- EXERCISE GOAL
Count the lines in the material below that contain the string "suit", treating uppercase and lowercase as different. Reply with the number alone.

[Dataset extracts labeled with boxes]
[start]

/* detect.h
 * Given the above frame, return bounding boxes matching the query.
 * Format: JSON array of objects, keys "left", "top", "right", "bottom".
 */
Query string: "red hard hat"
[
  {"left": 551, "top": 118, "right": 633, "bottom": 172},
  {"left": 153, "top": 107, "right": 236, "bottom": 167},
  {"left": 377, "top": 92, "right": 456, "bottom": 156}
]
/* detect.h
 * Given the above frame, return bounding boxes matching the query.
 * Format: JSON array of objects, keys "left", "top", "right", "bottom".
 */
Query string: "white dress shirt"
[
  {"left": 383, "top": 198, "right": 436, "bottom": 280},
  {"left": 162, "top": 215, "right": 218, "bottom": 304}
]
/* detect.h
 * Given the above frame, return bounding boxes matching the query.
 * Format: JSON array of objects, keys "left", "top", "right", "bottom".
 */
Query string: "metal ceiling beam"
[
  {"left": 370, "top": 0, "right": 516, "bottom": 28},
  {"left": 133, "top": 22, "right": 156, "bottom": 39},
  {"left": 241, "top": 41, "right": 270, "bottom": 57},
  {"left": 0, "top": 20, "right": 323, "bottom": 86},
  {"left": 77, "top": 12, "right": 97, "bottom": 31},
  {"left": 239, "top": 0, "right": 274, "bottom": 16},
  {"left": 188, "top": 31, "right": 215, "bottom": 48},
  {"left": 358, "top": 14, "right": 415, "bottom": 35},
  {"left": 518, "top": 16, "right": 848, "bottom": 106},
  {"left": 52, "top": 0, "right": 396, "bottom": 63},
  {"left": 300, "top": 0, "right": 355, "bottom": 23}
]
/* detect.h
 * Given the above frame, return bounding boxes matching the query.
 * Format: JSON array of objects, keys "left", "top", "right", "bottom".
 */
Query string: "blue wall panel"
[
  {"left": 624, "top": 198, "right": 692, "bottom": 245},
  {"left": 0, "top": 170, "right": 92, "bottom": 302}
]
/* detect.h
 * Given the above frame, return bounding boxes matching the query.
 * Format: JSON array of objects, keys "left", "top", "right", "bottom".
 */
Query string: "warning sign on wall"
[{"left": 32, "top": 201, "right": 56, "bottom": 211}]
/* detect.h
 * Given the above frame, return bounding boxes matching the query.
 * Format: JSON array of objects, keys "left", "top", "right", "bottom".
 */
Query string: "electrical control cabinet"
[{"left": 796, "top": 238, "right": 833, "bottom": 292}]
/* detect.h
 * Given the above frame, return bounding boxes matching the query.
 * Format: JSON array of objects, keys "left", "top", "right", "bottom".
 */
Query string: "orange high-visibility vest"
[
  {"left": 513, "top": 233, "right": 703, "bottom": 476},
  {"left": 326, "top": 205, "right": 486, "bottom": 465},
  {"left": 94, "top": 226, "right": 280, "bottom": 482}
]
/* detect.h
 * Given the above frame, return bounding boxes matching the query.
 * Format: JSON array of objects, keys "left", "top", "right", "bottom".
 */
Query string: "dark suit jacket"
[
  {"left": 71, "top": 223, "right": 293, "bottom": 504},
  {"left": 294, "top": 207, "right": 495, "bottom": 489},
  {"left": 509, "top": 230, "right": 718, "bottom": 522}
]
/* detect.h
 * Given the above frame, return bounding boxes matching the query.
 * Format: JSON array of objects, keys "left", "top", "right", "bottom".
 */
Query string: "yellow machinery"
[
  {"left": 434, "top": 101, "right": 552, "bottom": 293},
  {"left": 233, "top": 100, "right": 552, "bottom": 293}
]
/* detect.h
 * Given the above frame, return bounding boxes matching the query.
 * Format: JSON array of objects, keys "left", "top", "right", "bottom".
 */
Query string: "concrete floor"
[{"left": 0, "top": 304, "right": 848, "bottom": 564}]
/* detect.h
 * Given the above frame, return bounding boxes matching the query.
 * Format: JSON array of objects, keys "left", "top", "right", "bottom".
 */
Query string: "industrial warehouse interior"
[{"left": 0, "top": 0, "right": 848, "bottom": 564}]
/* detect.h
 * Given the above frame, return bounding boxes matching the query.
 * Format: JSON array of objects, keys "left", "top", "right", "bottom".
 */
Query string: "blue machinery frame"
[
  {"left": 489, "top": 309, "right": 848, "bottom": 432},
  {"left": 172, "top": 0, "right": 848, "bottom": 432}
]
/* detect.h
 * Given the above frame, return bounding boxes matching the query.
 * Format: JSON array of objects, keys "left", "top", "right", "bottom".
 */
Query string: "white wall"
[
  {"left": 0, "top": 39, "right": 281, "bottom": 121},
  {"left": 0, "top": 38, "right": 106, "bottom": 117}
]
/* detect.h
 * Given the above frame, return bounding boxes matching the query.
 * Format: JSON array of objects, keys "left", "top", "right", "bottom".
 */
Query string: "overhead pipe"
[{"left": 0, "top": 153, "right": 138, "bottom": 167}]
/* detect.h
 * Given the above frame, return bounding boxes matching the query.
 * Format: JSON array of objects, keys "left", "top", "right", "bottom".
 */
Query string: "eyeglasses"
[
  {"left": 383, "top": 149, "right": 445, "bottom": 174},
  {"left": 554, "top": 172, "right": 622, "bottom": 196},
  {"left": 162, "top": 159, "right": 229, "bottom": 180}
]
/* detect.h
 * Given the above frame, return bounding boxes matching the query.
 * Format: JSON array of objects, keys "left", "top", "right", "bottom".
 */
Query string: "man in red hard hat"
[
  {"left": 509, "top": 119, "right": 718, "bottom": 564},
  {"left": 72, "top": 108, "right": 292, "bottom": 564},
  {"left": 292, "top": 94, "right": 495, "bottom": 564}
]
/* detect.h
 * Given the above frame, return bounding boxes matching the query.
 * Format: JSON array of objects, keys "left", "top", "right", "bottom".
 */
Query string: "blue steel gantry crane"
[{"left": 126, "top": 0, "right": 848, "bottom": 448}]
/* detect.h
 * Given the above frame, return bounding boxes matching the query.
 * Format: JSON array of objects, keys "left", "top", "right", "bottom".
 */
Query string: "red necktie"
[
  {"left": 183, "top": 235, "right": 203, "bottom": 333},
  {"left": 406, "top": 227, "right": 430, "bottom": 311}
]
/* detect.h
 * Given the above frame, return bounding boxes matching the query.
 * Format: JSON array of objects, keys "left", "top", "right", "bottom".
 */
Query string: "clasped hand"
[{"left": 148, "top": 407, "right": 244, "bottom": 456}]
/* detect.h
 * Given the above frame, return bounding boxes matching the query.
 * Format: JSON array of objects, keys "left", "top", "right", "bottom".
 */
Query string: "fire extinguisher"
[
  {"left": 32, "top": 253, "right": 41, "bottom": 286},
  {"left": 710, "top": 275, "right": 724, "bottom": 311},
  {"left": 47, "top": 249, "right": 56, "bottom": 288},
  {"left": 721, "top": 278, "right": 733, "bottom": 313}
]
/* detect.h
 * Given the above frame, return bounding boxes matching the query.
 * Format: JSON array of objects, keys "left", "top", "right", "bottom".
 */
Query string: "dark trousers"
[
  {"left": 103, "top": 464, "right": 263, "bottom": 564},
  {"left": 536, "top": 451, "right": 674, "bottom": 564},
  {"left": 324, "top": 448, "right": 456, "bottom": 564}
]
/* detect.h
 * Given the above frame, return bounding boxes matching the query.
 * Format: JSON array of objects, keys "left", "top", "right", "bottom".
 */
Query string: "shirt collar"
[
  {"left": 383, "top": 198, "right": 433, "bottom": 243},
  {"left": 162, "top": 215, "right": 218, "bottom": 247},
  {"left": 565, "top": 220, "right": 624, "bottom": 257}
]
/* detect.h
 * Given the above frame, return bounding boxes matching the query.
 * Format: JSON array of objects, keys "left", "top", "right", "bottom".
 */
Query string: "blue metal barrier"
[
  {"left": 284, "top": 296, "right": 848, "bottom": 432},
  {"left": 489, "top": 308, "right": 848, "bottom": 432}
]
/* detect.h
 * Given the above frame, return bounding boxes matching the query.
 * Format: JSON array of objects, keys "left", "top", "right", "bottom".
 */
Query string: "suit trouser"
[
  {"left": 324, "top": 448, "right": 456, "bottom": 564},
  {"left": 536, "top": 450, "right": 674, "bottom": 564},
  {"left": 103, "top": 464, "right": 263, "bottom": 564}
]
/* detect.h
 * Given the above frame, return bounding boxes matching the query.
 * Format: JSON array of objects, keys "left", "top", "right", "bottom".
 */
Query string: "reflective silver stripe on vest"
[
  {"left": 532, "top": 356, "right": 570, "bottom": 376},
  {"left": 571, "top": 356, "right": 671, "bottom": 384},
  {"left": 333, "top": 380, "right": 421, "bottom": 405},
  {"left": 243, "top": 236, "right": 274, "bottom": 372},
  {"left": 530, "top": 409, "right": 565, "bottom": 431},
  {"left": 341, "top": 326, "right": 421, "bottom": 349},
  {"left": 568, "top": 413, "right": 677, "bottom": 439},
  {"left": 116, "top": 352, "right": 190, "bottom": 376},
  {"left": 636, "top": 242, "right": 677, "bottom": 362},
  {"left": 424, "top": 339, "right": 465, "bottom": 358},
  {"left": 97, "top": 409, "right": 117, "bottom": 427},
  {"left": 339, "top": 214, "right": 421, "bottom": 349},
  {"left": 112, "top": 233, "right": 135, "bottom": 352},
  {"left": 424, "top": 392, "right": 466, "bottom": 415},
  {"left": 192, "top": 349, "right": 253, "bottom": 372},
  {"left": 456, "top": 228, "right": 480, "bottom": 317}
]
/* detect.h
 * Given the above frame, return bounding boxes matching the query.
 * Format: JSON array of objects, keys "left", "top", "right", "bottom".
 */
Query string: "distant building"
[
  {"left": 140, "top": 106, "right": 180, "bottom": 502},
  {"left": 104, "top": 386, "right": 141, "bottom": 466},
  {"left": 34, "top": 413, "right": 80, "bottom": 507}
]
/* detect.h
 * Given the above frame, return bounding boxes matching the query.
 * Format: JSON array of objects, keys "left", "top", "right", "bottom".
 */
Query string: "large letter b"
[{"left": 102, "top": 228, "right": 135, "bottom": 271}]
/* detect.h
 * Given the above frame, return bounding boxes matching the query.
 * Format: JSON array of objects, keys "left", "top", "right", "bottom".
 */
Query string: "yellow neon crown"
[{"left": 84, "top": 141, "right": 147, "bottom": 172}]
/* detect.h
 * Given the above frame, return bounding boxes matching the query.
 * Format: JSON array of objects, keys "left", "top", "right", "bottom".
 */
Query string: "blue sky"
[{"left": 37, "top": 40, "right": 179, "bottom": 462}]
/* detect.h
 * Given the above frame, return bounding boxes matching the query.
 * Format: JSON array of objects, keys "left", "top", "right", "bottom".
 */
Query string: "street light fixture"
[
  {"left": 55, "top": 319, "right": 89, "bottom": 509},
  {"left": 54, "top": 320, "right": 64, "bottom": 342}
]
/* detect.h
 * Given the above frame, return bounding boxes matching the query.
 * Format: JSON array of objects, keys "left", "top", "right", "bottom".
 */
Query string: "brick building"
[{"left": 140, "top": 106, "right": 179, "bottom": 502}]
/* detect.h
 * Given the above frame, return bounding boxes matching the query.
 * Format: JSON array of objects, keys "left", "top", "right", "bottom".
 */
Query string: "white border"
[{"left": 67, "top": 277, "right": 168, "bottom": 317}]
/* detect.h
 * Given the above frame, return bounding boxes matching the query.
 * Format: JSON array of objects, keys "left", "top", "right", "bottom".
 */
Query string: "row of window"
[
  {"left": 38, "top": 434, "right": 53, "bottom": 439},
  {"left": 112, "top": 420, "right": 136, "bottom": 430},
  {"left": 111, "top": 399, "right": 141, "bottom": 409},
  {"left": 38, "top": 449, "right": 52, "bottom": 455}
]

[end]

- SOLUTION TO THIS PROBLEM
2